Omit any pictures, and restate word for word only the lines from the one with "of the group" through the end of the data below.

BEGIN RECORDS SUPPLIED

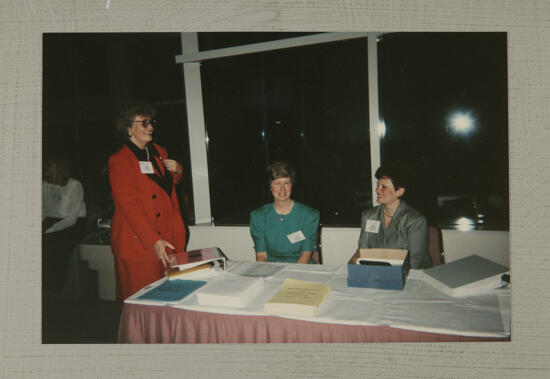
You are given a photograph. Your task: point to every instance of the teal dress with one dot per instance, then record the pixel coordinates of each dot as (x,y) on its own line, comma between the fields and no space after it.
(269,231)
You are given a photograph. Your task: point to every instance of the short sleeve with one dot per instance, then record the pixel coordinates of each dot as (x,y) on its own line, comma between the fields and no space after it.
(311,225)
(257,232)
(417,235)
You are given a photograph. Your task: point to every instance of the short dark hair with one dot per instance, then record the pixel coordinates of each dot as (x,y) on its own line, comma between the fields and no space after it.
(396,172)
(127,114)
(280,170)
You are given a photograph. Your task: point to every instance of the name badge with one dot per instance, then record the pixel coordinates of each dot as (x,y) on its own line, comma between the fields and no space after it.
(146,167)
(296,237)
(373,226)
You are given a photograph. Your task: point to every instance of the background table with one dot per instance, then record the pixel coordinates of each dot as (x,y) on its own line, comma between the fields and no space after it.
(341,319)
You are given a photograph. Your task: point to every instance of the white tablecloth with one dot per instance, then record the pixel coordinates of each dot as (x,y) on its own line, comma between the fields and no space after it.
(419,306)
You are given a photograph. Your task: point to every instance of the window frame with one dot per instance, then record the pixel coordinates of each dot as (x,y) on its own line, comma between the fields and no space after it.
(191,59)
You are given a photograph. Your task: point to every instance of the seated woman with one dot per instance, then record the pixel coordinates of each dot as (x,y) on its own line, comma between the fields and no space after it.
(393,224)
(63,220)
(285,230)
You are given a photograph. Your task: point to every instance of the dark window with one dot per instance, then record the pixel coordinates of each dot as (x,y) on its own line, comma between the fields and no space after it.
(219,40)
(443,99)
(305,105)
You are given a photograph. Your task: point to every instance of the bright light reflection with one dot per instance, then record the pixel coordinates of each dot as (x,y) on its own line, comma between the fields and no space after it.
(464,224)
(381,129)
(461,122)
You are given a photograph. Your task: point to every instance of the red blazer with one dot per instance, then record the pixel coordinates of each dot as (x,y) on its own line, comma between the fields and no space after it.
(144,212)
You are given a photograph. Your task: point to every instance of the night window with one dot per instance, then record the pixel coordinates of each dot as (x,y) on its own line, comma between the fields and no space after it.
(305,105)
(443,101)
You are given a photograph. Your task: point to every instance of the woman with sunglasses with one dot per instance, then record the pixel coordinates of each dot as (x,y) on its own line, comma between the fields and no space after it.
(147,224)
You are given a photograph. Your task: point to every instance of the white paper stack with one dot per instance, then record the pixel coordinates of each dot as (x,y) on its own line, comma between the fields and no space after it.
(467,276)
(230,290)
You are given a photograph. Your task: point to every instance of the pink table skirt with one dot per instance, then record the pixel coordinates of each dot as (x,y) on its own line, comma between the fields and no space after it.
(156,324)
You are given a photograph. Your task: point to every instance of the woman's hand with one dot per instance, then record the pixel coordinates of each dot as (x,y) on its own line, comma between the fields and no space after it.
(160,250)
(173,166)
(261,256)
(305,257)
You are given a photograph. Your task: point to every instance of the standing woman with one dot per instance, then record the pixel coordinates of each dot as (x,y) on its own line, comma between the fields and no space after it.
(146,220)
(285,230)
(394,224)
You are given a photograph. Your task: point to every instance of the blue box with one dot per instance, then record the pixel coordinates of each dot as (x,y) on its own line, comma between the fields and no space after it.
(371,274)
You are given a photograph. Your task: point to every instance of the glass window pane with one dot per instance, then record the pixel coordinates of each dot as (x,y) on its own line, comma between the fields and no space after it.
(305,105)
(443,99)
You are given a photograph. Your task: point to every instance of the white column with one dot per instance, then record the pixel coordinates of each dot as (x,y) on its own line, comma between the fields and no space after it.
(198,139)
(374,117)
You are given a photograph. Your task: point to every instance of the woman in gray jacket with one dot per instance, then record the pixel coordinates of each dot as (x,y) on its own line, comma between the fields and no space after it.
(393,224)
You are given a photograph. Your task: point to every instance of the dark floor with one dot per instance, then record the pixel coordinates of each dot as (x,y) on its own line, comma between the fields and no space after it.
(66,320)
(75,314)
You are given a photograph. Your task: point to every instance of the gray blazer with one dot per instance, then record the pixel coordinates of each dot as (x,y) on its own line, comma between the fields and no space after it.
(407,230)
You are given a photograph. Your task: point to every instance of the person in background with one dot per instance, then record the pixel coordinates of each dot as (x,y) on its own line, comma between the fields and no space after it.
(147,223)
(285,230)
(63,212)
(393,224)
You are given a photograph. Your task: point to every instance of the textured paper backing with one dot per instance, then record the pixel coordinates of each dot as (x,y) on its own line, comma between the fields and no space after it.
(22,355)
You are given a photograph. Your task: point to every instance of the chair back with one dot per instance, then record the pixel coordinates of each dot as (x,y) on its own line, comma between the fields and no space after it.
(316,255)
(435,245)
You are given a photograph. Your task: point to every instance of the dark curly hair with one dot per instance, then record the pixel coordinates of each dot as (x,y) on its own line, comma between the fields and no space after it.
(280,170)
(126,115)
(396,172)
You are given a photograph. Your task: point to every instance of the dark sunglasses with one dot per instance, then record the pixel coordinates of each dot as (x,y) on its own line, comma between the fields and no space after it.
(147,122)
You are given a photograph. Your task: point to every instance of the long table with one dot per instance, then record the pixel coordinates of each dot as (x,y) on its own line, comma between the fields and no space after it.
(418,313)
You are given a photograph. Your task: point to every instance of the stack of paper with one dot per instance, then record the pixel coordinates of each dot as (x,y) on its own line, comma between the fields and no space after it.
(467,276)
(230,290)
(298,298)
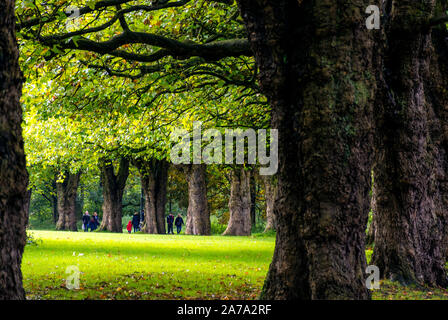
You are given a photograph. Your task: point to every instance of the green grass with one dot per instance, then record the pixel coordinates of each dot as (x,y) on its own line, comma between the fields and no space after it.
(141,266)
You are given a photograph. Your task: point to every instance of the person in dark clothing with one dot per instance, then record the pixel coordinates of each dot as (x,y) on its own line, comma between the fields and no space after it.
(86,221)
(170,221)
(136,222)
(179,222)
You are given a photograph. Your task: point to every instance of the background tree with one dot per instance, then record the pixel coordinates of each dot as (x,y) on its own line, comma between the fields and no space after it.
(13,174)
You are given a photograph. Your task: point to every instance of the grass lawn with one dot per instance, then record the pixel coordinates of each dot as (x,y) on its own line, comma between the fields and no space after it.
(140,266)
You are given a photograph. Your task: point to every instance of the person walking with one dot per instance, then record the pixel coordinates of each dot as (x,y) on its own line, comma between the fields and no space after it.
(170,221)
(92,225)
(86,221)
(179,222)
(136,222)
(96,220)
(129,226)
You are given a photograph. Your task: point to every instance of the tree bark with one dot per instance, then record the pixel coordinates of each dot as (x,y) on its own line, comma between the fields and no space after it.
(438,95)
(410,230)
(240,223)
(253,198)
(198,214)
(270,191)
(370,239)
(13,174)
(113,188)
(54,201)
(154,178)
(66,193)
(316,63)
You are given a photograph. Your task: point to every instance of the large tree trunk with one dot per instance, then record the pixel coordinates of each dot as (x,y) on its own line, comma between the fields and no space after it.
(13,174)
(409,234)
(154,177)
(54,201)
(270,191)
(370,239)
(113,188)
(253,198)
(240,223)
(198,214)
(66,193)
(438,95)
(316,68)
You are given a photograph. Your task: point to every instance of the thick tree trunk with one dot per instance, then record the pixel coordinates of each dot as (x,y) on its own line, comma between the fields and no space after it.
(270,191)
(54,202)
(253,198)
(370,239)
(240,223)
(438,95)
(13,174)
(198,214)
(154,177)
(66,193)
(410,230)
(113,188)
(316,68)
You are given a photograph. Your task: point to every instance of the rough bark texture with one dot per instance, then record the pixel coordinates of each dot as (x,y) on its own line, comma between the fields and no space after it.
(253,198)
(154,178)
(66,193)
(410,230)
(113,187)
(54,201)
(240,223)
(198,214)
(437,86)
(13,174)
(316,61)
(270,191)
(370,239)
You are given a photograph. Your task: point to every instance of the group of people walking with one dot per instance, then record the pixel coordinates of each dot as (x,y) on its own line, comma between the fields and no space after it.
(90,222)
(137,224)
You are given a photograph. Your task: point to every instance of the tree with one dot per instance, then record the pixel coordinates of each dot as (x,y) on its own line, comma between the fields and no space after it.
(240,222)
(66,189)
(410,167)
(322,100)
(270,190)
(13,174)
(154,178)
(113,188)
(198,214)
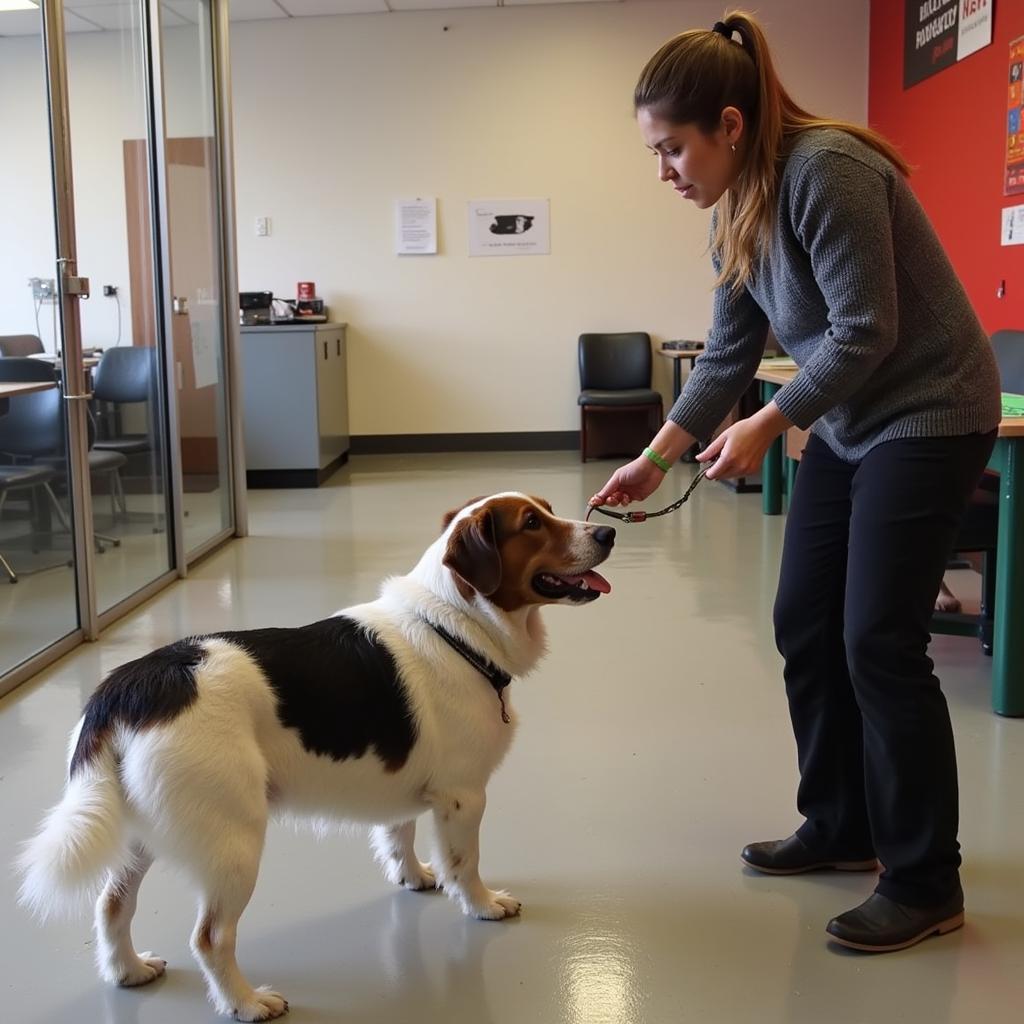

END RECORDS SUPPLIED

▶ **SOLUTION FOR THIS EXERCISE**
You are given a photograph. Your task: point to every instance of the group of people walking with one dot per instance, then record the pixel coordinates of each dot as (x,y) on its own line, comma between the fields and no space after it.
(90,222)
(137,224)
You are given a photograph. Your task: point to every instance of the tree with one dot per instance, then record the pixel coordinates of each dot as (x,y) on its own line, comma between the fields and no space after it.
(240,222)
(66,189)
(410,167)
(322,100)
(270,190)
(13,174)
(154,178)
(113,188)
(198,214)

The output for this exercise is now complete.